◆ **Stored dataset listing**:
○ ○ ○

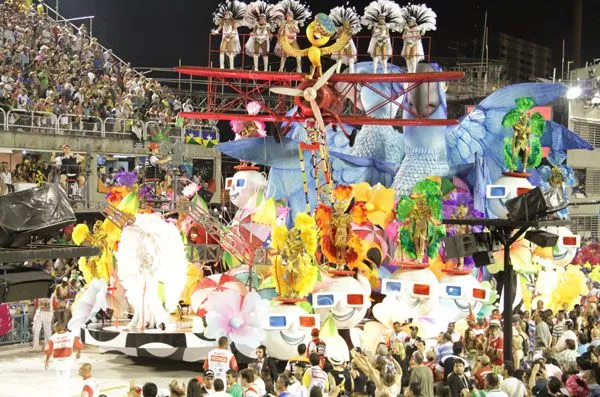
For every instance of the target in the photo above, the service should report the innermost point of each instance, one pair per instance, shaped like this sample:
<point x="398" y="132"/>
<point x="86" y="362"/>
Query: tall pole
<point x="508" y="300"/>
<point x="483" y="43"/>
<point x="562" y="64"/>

○ ○ ○

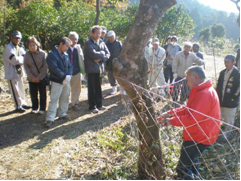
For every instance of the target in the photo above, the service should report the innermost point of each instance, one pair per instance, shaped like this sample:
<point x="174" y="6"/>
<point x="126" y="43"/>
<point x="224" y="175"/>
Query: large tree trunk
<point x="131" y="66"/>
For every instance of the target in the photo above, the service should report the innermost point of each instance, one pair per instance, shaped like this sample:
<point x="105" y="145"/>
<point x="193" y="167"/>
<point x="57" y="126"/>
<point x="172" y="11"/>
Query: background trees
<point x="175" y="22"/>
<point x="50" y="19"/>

○ ○ ○

◆ **WHAT THE TASK REQUIRES**:
Gather every line of the listing above that contains the string "Query", treating uppercase and lowercase as distinct.

◆ **SOLUTION**:
Query: tall pole
Query: large tree trunk
Query: background trees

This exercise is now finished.